* _Exercise task_: Copy nothing but the lines from the one containing "glass wall, placed" through the last line of the records, repeated exactly and without pictures.

>> Begin

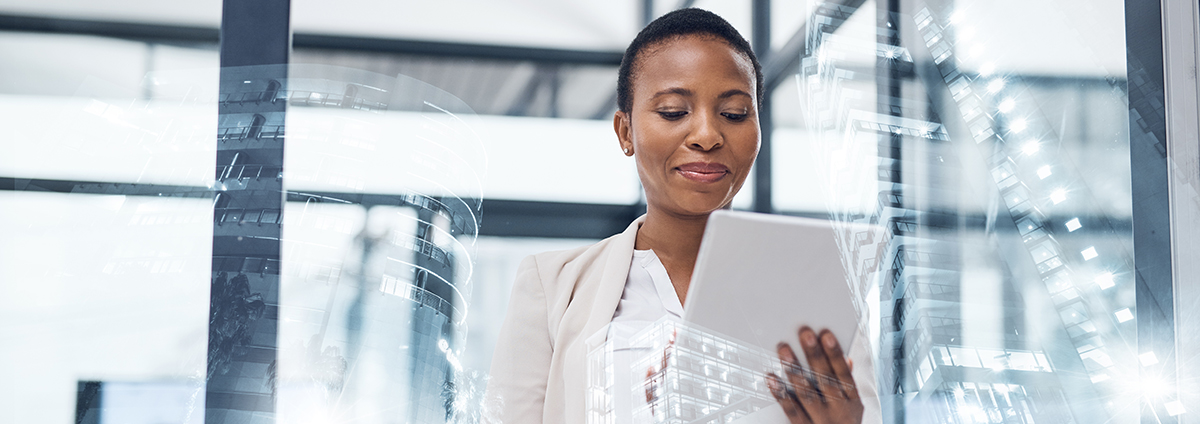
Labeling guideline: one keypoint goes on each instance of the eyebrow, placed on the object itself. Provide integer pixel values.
(688, 93)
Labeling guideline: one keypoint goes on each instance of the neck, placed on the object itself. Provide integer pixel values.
(671, 236)
(676, 242)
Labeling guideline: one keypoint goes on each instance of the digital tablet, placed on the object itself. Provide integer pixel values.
(760, 278)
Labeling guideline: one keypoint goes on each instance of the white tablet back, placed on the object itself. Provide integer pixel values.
(759, 278)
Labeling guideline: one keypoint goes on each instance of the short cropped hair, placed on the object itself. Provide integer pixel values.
(673, 25)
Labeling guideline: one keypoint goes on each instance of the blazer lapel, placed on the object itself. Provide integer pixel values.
(612, 281)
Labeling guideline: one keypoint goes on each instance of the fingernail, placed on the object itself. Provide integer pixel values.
(808, 339)
(773, 384)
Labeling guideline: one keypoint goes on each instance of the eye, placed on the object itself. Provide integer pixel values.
(672, 114)
(735, 117)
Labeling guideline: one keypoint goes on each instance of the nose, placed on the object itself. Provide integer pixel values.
(706, 135)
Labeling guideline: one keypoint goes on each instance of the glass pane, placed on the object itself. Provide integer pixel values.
(989, 141)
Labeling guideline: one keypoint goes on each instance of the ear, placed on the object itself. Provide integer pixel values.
(622, 125)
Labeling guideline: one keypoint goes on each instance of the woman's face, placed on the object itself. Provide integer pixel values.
(693, 126)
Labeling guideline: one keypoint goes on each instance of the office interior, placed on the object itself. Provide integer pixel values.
(305, 212)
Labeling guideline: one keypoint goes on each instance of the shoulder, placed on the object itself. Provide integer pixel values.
(552, 266)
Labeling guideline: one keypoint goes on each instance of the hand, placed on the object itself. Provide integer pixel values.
(654, 378)
(826, 394)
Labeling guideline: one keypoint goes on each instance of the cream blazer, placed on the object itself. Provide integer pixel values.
(559, 299)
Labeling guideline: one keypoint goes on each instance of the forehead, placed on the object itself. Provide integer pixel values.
(689, 57)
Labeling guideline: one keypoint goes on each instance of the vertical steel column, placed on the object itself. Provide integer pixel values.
(761, 43)
(256, 42)
(1151, 199)
(1181, 47)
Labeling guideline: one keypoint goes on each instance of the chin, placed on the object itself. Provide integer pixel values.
(703, 205)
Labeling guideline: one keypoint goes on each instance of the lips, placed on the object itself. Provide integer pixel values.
(703, 172)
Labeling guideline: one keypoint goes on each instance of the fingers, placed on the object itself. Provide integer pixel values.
(819, 363)
(802, 388)
(841, 369)
(649, 386)
(791, 407)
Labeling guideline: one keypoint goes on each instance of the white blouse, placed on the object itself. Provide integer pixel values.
(648, 297)
(648, 293)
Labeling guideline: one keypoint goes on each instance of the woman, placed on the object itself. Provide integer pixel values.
(689, 90)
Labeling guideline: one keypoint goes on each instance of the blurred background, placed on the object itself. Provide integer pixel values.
(329, 232)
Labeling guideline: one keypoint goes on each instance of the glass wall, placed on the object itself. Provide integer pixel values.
(166, 258)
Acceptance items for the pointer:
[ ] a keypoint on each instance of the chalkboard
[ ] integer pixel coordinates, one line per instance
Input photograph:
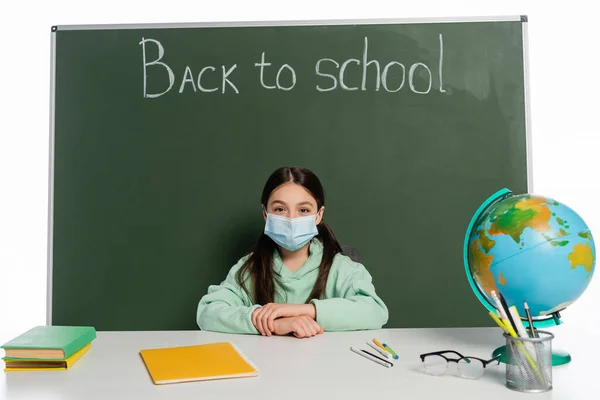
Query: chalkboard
(164, 135)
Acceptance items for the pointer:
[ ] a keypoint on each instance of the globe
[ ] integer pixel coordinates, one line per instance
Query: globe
(530, 249)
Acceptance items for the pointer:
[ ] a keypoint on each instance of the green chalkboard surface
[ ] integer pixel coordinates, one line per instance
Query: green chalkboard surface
(164, 135)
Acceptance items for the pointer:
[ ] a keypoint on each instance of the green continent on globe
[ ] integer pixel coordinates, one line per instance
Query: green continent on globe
(511, 218)
(582, 256)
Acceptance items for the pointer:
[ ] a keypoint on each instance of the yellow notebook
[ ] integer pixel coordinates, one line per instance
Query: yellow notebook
(45, 365)
(197, 363)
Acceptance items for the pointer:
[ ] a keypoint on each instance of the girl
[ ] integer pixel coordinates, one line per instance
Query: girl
(296, 279)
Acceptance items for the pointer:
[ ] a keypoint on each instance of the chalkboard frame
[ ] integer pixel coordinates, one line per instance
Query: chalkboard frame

>> End

* _Solution to this exercise_:
Labeling guideline: one keypoint goes on each instance of the glass wall, placed on the object itself. Provide integer pixel values.
(166, 258)
Acceptance items for the pointer:
[ ] a keypoint on each instance of the chalkboard
[ ] integer pixel coordinates, one line per instance
Input photograph:
Query: chalkboard
(164, 135)
Acceptance items for the pointer:
[ ] a keypoint on each instance of the globe
[ ] integer pixel coordinates, one line per instance
Query: globe
(530, 249)
Acceptance items for the pointer:
[ ] a keypoint on each instance of the green chalkboard surface
[ ] integer pixel coordinates, one line per instance
Query: green chalkboard surface
(164, 135)
Acceptance items for the pointer:
[ ] a keypoint on each instance of the green continent on globe
[ ] integer pixel coordinates, one line per instance
Query: green continent on globe
(511, 218)
(582, 256)
Acceptance items for the pointer:
[ ] a keypoint on each instance of the yellow notebook
[ ] integer pixel coordinates, one line per instance
Query: yellow notebook
(45, 365)
(197, 363)
Acceptance items for the pointer:
[ ] a keypoint on each instance of the girl
[ ] integer pixel coordinates, one line per instance
Query: girl
(296, 279)
Acceptance items for the pointer:
[ ] a keypoint on each instance of the chalkboard frame
[ ] integer pixel coordinates, one line per instance
Query: chalkboard frame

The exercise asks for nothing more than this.